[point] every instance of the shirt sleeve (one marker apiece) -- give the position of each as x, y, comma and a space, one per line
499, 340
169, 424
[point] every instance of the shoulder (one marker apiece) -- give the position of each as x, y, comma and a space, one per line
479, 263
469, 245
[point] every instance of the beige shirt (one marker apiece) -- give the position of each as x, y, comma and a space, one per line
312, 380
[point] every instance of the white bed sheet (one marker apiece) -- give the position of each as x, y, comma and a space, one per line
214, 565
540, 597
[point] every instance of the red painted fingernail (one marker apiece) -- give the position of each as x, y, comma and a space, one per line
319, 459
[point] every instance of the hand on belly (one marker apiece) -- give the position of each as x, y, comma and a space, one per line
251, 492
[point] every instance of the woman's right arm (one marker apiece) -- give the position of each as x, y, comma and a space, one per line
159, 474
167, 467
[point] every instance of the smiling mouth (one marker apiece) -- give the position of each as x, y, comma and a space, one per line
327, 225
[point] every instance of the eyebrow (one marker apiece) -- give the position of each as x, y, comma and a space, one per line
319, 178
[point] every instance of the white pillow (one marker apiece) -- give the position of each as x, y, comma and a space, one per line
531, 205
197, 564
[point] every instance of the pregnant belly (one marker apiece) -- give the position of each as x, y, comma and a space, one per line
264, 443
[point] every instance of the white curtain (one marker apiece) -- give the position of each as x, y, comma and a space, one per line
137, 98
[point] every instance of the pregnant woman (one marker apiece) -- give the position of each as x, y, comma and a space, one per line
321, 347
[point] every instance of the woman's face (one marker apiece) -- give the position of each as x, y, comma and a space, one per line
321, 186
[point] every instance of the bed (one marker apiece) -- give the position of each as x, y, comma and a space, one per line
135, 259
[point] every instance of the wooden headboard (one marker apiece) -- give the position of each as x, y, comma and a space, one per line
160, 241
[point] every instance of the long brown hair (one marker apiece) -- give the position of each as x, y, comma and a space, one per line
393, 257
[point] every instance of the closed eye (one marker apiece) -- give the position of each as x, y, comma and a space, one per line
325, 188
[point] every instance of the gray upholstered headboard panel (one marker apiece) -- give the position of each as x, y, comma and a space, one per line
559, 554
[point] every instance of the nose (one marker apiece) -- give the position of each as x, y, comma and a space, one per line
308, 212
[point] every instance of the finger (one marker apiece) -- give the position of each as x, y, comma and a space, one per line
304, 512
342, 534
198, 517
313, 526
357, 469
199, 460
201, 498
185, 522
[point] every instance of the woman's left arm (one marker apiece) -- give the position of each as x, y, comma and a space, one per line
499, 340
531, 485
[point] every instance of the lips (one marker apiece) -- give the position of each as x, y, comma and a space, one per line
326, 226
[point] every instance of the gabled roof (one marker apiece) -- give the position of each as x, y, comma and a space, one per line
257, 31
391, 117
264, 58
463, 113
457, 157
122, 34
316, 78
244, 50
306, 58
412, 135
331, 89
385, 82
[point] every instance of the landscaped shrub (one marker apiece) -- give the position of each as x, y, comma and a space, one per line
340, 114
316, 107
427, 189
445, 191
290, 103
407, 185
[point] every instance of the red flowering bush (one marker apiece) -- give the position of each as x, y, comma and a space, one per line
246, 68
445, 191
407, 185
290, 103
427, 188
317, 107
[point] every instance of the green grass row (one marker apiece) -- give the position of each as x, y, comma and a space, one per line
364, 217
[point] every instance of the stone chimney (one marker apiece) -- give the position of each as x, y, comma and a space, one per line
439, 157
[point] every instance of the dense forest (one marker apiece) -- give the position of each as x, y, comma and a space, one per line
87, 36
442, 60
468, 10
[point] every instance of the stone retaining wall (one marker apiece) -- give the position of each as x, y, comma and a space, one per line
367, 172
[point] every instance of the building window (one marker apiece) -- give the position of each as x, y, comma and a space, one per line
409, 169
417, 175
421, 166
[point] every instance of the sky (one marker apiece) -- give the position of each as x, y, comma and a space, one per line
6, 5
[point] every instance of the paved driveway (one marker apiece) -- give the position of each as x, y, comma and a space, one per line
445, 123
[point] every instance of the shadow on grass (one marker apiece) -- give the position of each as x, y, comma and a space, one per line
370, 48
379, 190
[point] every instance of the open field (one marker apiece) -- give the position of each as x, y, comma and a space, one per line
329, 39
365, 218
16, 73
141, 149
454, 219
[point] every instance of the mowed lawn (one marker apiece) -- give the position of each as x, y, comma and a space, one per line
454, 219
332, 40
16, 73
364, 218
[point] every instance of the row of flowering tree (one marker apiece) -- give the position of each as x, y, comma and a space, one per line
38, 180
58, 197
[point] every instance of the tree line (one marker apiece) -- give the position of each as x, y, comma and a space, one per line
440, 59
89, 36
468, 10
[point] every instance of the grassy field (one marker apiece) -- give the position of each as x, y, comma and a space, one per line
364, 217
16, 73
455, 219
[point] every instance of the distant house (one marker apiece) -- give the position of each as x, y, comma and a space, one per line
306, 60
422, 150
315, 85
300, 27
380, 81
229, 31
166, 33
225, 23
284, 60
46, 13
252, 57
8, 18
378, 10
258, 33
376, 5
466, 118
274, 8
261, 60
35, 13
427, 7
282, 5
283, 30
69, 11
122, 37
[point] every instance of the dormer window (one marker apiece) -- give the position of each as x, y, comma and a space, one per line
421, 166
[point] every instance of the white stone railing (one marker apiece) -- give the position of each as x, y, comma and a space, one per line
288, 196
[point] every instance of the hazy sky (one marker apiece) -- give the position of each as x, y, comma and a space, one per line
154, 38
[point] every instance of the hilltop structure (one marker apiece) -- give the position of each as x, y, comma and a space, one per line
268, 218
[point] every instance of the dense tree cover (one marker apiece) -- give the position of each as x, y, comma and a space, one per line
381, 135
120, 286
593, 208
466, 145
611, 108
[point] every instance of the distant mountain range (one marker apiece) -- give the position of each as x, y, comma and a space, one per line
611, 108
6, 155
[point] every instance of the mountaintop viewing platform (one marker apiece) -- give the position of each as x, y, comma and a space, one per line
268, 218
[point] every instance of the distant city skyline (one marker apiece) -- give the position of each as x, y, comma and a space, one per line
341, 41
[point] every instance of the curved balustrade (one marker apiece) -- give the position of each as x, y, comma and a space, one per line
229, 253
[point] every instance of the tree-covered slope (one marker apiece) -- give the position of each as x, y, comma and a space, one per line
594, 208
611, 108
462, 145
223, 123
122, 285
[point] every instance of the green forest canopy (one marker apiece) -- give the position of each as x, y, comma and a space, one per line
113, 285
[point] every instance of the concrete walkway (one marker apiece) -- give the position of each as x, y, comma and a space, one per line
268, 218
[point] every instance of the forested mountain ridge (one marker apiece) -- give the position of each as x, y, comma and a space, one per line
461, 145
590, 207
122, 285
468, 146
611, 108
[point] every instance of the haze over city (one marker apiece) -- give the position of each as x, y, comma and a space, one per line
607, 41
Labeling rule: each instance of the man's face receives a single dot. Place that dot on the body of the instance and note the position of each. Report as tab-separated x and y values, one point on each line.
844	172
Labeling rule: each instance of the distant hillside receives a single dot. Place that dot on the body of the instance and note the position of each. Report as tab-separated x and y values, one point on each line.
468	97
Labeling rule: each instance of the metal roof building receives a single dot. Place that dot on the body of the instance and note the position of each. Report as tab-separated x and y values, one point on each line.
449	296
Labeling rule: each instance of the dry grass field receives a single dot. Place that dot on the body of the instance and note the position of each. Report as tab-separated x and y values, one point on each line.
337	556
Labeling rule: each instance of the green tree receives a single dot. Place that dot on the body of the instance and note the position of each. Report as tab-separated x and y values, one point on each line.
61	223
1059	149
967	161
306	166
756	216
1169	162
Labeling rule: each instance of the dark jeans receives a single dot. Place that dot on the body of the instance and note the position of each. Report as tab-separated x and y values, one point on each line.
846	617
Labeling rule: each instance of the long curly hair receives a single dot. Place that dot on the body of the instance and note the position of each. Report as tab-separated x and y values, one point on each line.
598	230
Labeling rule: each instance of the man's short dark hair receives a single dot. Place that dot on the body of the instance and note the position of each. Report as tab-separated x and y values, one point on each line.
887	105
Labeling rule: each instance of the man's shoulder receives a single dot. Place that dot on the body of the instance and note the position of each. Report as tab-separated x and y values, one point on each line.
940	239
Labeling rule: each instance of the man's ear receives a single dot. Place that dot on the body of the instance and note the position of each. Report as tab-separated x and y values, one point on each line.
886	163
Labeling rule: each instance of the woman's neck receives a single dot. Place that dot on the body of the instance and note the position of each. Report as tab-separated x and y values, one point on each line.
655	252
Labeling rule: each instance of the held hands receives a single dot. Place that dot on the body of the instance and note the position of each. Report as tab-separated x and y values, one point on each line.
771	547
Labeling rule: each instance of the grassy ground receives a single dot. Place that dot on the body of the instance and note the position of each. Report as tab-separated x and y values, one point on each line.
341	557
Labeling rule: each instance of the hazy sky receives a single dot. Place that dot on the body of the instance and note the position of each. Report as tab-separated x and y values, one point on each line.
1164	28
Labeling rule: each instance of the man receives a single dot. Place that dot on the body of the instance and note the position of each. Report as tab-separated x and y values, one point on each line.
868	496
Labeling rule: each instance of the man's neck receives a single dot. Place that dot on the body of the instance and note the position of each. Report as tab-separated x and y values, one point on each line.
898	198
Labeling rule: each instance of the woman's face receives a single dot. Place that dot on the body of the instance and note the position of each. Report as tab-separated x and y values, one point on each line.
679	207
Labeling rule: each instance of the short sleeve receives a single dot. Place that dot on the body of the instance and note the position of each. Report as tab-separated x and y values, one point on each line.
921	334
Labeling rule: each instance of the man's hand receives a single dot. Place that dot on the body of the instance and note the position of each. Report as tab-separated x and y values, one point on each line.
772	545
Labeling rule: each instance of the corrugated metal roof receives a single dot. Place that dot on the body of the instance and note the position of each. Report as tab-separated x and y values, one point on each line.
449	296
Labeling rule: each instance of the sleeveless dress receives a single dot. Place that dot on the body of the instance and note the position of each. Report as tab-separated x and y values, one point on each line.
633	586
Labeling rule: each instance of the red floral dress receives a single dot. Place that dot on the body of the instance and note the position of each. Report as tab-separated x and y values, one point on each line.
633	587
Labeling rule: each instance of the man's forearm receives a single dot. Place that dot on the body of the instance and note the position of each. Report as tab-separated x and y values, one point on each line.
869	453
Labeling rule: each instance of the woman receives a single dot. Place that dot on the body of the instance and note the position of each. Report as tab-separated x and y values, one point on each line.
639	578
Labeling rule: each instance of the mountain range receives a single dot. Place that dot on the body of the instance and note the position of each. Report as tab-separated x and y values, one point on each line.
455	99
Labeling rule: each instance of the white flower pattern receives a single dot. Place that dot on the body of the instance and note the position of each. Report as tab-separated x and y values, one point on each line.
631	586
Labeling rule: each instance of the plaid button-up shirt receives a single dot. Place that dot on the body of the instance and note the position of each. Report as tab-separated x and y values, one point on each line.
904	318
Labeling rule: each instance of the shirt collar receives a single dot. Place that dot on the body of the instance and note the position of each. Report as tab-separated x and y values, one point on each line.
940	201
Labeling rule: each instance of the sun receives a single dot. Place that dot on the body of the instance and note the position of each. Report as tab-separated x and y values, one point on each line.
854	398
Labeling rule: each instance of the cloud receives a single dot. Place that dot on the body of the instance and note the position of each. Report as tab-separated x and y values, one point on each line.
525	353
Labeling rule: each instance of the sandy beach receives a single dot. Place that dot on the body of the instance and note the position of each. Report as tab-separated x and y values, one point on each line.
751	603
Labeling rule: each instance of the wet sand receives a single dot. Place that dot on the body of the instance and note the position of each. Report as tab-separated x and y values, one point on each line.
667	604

Given task. Locate the line that contains "Labeling rule: each instance of the cloud", then please quote it and every line after it to the end of the entries above, exactly and with nothing else.

Exercise output.
Labeling rule: each instance of the cloud receives a single dot. Place that dot on the body of the instance and note the position of each. Report as tab-separated x and y values, one point on each line.
525	353
Labeling rule: each instance of the sandy beach receives a single dot. Place that dot on the body of the instance and note the position of each. Report as tab-separated x and y values, one point on each line.
751	603
Labeling rule: each instance of the wet sand receives a single dot. Place that dot on the body of the instance and note the position of each. Report as tab-separated x and y values, one point on each line.
667	604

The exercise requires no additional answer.